[[ Dataset content, beginning ]]

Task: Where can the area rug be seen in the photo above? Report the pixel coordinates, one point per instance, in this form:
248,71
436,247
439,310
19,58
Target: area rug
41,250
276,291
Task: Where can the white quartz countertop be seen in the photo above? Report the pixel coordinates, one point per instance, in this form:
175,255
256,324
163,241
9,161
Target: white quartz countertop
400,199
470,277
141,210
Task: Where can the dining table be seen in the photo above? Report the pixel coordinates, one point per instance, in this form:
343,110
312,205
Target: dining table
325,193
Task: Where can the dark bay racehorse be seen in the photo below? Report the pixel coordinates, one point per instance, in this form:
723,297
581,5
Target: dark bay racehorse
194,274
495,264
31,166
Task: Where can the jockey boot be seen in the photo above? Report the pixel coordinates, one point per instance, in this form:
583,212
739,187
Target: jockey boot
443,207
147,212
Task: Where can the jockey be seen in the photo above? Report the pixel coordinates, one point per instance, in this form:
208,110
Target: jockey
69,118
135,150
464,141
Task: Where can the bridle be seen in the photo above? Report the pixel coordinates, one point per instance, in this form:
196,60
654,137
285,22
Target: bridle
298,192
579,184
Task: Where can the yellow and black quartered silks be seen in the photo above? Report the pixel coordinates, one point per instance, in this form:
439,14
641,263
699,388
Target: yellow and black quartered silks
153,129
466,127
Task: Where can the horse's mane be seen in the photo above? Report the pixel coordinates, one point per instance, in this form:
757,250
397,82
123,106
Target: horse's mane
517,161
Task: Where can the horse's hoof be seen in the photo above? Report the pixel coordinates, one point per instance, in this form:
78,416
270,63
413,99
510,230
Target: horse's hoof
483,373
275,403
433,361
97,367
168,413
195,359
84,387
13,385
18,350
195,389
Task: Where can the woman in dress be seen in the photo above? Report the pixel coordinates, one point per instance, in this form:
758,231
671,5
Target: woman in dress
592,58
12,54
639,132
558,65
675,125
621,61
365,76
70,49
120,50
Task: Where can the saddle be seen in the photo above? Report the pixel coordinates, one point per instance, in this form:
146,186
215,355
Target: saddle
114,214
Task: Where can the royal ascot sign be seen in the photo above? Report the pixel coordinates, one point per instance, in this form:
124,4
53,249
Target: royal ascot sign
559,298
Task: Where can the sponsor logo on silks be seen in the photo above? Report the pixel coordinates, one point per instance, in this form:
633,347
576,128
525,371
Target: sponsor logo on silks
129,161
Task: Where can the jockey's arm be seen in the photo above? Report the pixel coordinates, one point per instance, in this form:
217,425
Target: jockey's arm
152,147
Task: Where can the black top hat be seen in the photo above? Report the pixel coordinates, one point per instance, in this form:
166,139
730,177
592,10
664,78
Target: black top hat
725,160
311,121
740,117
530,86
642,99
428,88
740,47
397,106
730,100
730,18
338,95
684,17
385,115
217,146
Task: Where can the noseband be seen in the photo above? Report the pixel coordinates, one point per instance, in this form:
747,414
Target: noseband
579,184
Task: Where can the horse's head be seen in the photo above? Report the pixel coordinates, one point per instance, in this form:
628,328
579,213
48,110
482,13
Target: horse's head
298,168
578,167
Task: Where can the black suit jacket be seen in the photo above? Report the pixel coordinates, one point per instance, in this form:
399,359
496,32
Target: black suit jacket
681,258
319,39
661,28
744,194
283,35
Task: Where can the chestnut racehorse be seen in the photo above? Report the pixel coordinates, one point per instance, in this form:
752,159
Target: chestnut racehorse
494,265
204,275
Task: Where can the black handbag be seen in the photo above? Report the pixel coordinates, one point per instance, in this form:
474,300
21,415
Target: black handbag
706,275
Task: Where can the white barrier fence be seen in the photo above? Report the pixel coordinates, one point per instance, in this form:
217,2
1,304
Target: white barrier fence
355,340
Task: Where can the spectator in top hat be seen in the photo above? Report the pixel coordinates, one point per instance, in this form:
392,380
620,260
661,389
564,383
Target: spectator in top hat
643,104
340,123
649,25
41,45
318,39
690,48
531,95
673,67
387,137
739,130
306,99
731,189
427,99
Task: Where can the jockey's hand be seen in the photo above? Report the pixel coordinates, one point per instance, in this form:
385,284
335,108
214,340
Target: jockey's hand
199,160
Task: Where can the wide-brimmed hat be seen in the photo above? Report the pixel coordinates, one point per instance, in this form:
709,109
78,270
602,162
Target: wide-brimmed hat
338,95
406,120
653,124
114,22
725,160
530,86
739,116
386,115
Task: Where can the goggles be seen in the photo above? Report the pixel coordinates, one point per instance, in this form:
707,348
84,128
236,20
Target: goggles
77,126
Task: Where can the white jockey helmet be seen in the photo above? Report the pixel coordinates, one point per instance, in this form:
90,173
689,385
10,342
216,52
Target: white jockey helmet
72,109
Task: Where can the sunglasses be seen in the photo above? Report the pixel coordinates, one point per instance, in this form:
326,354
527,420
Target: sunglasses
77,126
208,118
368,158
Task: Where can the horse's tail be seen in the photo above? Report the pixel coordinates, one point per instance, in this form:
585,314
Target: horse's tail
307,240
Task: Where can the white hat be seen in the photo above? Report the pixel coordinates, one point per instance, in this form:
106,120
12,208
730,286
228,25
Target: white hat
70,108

[[ Dataset content, end ]]

### Task item
Repeat the material word for word.

### Written answer
Task: Where can the area rug be seen in the photo above? Report the pixel coordinates, one point per instance, in this form:
248,71
436,247
439,310
19,58
Target: area rug
41,250
276,291
Task: Where can the white quartz countertop be seen in the photo above? Report the pixel coordinates, one point per instance, in this form:
175,255
256,324
163,241
9,161
Target: white quartz countertop
400,199
470,277
141,210
Task: Where can the dining table be seen in the photo above? Report the pixel coordinates, one point per instance, in this form:
343,110
312,205
Target: dining table
325,193
Task: Where can the dark bay racehorse be seen in the photo below? Report the pixel coordinates, one point per instance, in this form:
723,297
581,5
Target: dark bay racehorse
194,274
495,264
31,166
Task: Where can the jockey boot be seen in the photo above? Report the pixel coordinates, one point per instance, in this form:
583,212
739,187
Target: jockey boot
443,207
147,212
Task: Where can the jockey be seen in the photo above? Report the pixel coordinates, one point per instance, in this form:
208,110
Target: jockey
69,118
135,150
464,141
Task: Where can the bridle be seen in the photo above? Report the pixel coordinates, one point per instance, in this form:
196,60
654,137
285,22
Target: bridle
298,192
579,184
Task: Where can the yellow and black quartered silks be seen in the photo above? Report the pixel coordinates, one point per instance, in this form:
439,14
641,263
699,388
Target: yellow and black quartered silks
153,129
466,127
Task: Where can the horse's mane be seen in the photo above? Report the pixel coordinates, one point per instance, in this form:
757,250
397,82
123,106
Target: horse's mane
517,161
Task: Where can the horse's hoof be seen in the photo above? Report the pixel coordinates, one point per instance, in this form:
78,416
270,63
413,99
510,230
Target: horse's hoof
483,373
275,403
433,361
97,367
168,413
195,359
84,387
13,385
18,350
195,389
Task: Where can the woman in dress be seen in the photo above? Report the pixel coordinates, one point per instance, in this form:
758,231
671,5
Target: woman in dress
592,58
12,54
639,132
558,65
675,125
621,61
365,76
70,49
120,50
Task: Where can the saddle be seen in the photo above? Report the pixel coordinates, one point per instance, in this form:
146,186
215,355
Target: saddle
114,214
Task: Where can the royal ascot sign be seen in the photo above? Report the pixel coordinates, one point per instance, in this form:
124,4
53,249
Target: royal ascot sign
559,298
Task: Where can the sponsor logo on silks be seen in the photo above? Report the pixel coordinates, one point per instance, in this form:
633,347
576,128
525,371
Target: sponsor logo on silks
129,161
Task: Where can the jockey's arm be seen in the photo above? Report the pixel coordinates, one point per instance, in this form:
217,425
Target: jockey's arm
152,147
Task: Where can the black top hat be seen in the photo above? Report the pixel coordinates, one point per instance, in this form:
166,139
730,177
592,10
664,78
Target: black top hat
725,160
311,121
740,117
530,86
642,99
428,88
740,47
397,106
730,100
730,18
338,95
684,17
385,115
217,146
Task: Where can the noseband be seen in the photo above? Report the pixel coordinates, one point per instance, in this form:
747,414
Target: noseband
579,184
Task: Where can the horse's head be seen in the photo above? Report the pixel coordinates, one point per instance, in this form:
628,328
579,213
48,110
482,13
Target: horse's head
298,168
578,167
Task: Where can the black suit jacket be seen in the photo above? Report the pixel coordinates, one point per instance, in this form:
399,359
496,32
Target: black suit jacket
681,258
319,39
661,28
744,194
283,35
Task: Where can the chestnut racehorse be seen in the photo above? Report the pixel coordinates, one point per instance, in this form:
752,159
Target: chestnut racehorse
494,265
204,275
Task: Where can the black handbag be seen in the photo above? Report the pixel coordinates, one point per instance, in this form:
474,300
21,415
Target: black handbag
706,275
Task: Where can the white barrier fence be seen in the photo above? Report the pixel coordinates, one point per instance, in this form:
217,2
1,304
Target: white barrier fence
355,340
Task: Where can the spectator in top hat be seen in the photo above? Report the pixel coordinates, one point per instance, in this form:
392,380
620,260
661,389
564,383
Target: spectator in top hat
643,104
340,123
649,25
41,45
318,39
690,48
531,95
673,67
387,137
739,130
306,99
731,189
427,99
Task: Where can the jockey's hand be seen in the photo above? Report the pixel coordinates, one point per instance, in this form:
385,284
335,108
214,340
Target: jockey's hand
199,160
Task: Where can the wide-brimmed hat be seen in the photo above? Report the pixel coordinates, one point per instance, in this form:
709,109
78,270
602,162
Target: wide-brimmed hat
338,95
406,120
653,124
114,22
725,160
530,86
739,116
386,115
Task: Where can the goggles be seen in the photo above? Report the pixel coordinates, one point per instance, in this form:
707,348
84,128
236,20
Target: goggles
77,126
Task: Where can the white jockey helmet be seen in the photo above? Report the pixel coordinates, one point per instance, in this form:
90,173
689,385
10,342
216,52
Target: white jockey helmet
72,109
Task: Where can the sunglasses be seen in the photo above? Report the pixel coordinates, one point per instance, in this form:
326,354
527,420
Target: sunglasses
77,126
208,118
368,158
Task: Where can the horse's tail be seen in the photo above? Report the pixel coordinates, one point per instance, in this form:
585,314
Target: horse's tail
307,240
Task: Where can the white hat be seen in the photo above? Report the pixel coordinates, one point per instance, in this form:
106,120
12,208
730,286
228,25
Target: white hat
70,108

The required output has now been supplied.